--- Location identification entries ---

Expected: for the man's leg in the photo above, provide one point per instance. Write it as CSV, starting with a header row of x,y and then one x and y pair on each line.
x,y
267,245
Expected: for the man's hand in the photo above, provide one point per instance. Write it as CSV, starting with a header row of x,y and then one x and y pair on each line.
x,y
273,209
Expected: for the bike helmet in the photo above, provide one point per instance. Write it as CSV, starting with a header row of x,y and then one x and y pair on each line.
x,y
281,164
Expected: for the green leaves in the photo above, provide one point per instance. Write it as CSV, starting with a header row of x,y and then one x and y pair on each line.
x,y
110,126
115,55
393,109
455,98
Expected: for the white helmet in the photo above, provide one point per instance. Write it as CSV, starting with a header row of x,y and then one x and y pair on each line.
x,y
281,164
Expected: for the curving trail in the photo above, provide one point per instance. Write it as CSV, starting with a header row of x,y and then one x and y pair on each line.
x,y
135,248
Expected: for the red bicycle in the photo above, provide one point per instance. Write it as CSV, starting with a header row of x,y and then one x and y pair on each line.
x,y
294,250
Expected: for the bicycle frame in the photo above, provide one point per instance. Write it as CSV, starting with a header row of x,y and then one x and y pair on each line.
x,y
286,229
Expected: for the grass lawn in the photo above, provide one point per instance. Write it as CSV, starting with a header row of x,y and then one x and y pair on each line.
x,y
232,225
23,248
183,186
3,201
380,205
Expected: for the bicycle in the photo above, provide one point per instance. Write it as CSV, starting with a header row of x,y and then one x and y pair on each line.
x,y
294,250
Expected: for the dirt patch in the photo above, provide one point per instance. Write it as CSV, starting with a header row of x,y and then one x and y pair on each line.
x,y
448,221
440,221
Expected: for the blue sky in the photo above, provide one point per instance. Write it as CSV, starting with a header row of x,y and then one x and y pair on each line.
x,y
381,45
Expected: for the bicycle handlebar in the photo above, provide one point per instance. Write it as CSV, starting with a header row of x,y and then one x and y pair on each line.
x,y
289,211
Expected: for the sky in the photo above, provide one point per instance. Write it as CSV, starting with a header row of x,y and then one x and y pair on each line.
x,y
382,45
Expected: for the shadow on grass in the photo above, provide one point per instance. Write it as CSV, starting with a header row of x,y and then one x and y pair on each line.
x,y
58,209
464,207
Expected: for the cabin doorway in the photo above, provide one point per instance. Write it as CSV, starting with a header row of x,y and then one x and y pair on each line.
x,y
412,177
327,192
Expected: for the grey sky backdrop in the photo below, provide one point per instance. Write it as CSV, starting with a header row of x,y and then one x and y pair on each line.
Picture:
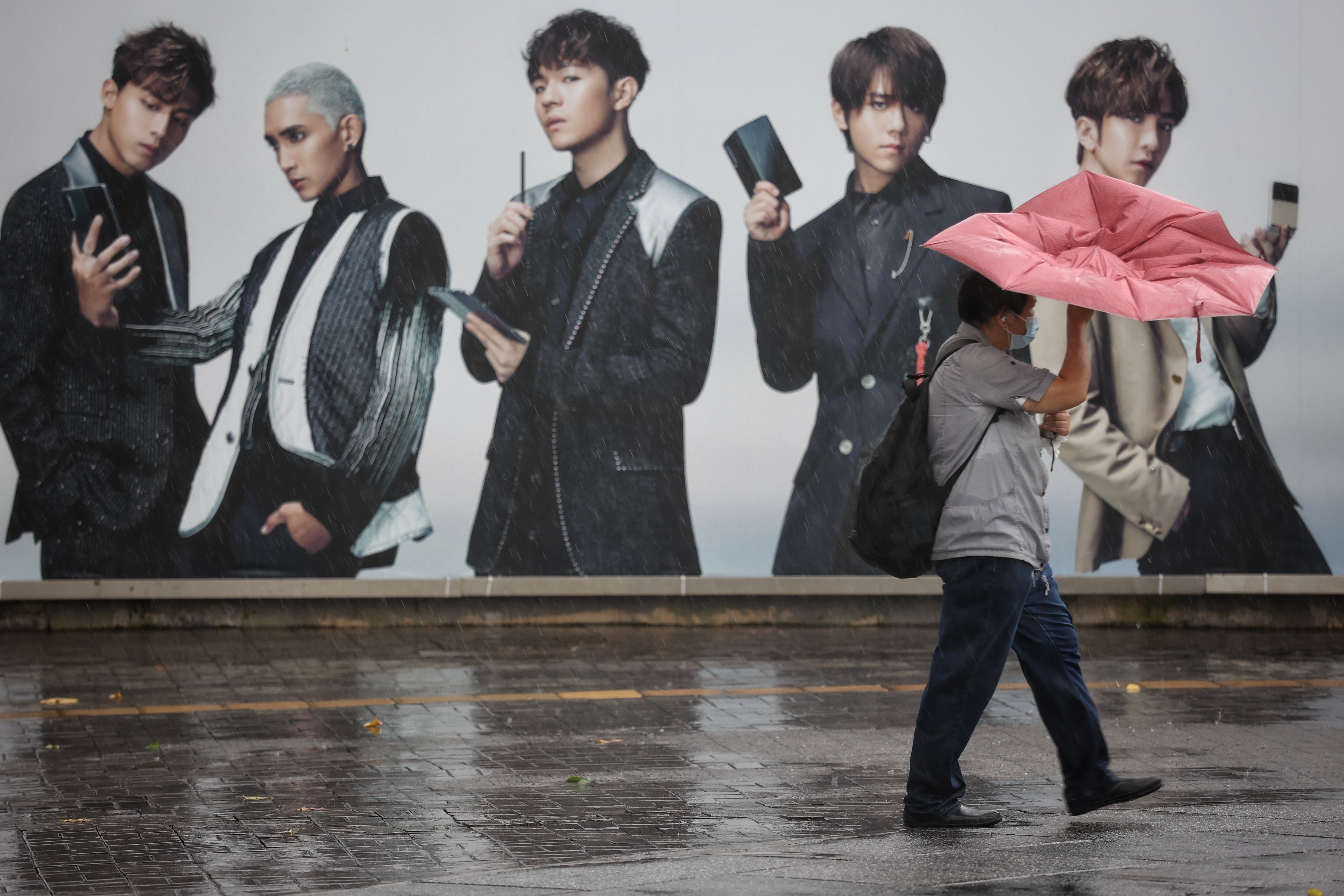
x,y
449,109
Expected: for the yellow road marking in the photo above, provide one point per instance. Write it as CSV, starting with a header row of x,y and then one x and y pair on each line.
x,y
338,704
617,695
1269,683
1171,686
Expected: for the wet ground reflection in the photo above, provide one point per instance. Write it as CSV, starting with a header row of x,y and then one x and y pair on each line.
x,y
728,749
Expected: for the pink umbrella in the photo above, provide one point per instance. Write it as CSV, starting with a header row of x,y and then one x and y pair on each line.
x,y
1116,248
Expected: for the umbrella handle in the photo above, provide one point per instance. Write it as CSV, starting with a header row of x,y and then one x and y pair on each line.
x,y
1199,335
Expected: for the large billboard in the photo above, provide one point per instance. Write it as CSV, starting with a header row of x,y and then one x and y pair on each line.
x,y
711,460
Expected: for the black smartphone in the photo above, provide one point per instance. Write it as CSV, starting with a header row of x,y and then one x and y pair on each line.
x,y
1283,209
756,151
463,304
84,203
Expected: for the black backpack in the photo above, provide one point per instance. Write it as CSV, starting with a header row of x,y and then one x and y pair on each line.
x,y
898,503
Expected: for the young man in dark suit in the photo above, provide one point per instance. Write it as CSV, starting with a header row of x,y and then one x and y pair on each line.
x,y
105,443
310,469
612,270
851,297
1177,468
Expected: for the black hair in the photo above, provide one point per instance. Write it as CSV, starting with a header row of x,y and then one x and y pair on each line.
x,y
910,62
1126,79
167,62
980,299
584,37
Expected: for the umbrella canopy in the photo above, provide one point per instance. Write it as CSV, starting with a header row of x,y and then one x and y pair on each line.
x,y
1115,248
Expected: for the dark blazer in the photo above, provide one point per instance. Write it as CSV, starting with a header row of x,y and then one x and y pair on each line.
x,y
812,318
91,426
635,350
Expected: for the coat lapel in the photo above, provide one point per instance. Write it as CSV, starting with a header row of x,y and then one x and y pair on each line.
x,y
927,219
847,265
616,225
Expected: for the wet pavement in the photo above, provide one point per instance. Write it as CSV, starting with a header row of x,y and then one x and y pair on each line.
x,y
647,761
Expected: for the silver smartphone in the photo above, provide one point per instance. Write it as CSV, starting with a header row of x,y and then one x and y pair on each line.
x,y
1283,209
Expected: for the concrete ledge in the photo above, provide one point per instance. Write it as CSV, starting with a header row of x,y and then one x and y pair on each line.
x,y
1217,601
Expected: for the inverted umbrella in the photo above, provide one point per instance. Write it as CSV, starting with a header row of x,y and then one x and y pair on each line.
x,y
1115,248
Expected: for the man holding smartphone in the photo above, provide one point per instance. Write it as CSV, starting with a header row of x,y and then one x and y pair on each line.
x,y
310,469
612,272
105,443
851,297
1175,464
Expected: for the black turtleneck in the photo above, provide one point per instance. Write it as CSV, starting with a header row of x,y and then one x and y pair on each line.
x,y
881,225
581,211
131,199
267,475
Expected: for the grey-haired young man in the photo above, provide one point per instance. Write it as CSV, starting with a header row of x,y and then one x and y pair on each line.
x,y
310,469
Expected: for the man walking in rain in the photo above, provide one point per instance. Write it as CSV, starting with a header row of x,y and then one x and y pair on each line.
x,y
310,469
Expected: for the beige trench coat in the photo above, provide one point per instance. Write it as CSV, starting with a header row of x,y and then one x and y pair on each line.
x,y
1139,373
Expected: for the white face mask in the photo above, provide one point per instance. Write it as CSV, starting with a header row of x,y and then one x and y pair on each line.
x,y
1022,340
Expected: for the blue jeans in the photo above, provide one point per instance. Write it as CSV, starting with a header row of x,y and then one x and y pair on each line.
x,y
988,607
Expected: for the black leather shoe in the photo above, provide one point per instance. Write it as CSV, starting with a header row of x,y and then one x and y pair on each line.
x,y
1122,792
960,817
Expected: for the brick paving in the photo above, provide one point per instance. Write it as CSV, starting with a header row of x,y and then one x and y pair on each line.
x,y
740,760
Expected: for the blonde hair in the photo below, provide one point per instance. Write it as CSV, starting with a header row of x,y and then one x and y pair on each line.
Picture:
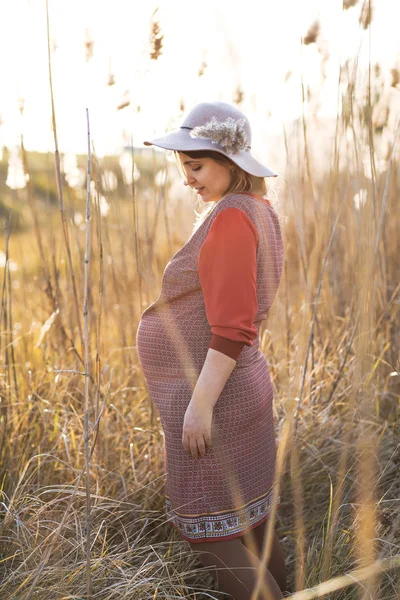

--- TO DO ---
Collect every line in the entries above that contains the word "grass", copying each one in full. Case must match.

--- FULL OUTPUT ---
Expected: for the grass lawn in the photo above, provide one point per instance. Write it as CSV, starting with a header row of x,y and then one x and y pair on each line.
Expected: for the shadow on grass in the photo above, provide one point per instance. Write it as CSV, starting with a header row of x,y and then one x and y pair on each line.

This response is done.